## TASK STATEMENT
Count the lines in the rows below that contain the word "wooden". Reply with only the number.
---- RECORD SET
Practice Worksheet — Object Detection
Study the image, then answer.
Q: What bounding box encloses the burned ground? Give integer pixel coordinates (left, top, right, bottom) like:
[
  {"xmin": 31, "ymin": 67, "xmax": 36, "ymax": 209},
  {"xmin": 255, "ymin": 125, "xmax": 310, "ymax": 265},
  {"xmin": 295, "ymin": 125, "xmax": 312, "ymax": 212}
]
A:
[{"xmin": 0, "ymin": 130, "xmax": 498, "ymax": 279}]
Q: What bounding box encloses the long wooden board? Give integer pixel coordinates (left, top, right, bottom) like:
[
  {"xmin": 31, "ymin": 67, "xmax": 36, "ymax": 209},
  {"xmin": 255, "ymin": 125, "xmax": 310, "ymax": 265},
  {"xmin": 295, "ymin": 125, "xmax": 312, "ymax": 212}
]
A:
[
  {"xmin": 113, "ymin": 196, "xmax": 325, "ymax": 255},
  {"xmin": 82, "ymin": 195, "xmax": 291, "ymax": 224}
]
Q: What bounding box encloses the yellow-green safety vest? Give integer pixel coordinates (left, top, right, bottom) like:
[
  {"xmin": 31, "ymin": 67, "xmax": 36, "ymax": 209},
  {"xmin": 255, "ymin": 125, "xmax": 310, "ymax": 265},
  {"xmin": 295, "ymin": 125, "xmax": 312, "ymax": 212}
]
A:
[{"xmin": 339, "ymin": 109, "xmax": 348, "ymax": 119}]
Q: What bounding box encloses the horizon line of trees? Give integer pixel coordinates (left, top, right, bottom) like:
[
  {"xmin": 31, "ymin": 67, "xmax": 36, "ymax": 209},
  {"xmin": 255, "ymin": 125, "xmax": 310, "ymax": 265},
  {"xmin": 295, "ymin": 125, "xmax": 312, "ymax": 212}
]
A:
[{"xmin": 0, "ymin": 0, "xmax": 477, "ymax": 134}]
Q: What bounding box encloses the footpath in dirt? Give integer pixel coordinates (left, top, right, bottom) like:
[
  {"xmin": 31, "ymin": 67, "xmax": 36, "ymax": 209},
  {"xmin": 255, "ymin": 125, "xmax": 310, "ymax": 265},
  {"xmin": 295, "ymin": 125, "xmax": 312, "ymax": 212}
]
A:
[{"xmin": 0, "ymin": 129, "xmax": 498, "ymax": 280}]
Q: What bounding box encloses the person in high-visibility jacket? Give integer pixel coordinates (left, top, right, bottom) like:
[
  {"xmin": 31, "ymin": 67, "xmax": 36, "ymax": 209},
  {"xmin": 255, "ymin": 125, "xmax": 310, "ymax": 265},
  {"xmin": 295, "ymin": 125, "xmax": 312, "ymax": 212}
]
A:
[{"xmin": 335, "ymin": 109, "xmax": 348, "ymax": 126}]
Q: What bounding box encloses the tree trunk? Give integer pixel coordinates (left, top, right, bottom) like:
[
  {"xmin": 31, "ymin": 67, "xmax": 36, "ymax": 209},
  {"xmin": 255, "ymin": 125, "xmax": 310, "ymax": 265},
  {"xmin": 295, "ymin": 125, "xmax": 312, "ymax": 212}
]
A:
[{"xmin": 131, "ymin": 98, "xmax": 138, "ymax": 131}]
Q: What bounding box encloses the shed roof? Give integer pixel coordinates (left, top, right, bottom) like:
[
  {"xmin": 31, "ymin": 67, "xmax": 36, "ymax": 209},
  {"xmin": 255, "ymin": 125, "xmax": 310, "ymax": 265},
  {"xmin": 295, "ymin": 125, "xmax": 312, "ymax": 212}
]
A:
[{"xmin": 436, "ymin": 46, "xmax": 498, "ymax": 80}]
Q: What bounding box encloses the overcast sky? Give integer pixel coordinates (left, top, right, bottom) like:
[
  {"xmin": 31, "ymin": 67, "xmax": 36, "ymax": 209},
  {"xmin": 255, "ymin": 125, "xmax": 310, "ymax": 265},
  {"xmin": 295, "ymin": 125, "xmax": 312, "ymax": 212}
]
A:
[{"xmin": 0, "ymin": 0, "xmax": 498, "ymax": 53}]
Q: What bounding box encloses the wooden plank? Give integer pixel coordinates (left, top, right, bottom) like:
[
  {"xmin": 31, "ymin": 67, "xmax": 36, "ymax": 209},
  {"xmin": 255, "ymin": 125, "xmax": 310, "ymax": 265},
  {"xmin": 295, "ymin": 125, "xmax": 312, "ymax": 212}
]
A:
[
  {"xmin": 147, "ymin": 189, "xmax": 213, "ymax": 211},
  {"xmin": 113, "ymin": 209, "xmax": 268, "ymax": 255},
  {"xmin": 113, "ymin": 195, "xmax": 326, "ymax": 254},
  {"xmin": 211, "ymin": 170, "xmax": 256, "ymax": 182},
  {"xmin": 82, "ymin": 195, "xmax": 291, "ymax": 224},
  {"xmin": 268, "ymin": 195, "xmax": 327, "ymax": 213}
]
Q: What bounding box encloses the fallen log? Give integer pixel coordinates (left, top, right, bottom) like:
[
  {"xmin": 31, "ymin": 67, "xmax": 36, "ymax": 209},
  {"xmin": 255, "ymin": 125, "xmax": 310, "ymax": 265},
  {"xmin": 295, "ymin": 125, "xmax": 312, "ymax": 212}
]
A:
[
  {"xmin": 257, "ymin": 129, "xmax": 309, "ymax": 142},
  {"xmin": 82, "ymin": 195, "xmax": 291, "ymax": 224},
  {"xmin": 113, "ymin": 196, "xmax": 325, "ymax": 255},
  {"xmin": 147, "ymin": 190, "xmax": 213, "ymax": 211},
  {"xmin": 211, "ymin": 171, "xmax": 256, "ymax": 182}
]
--------
## THE ANSWER
2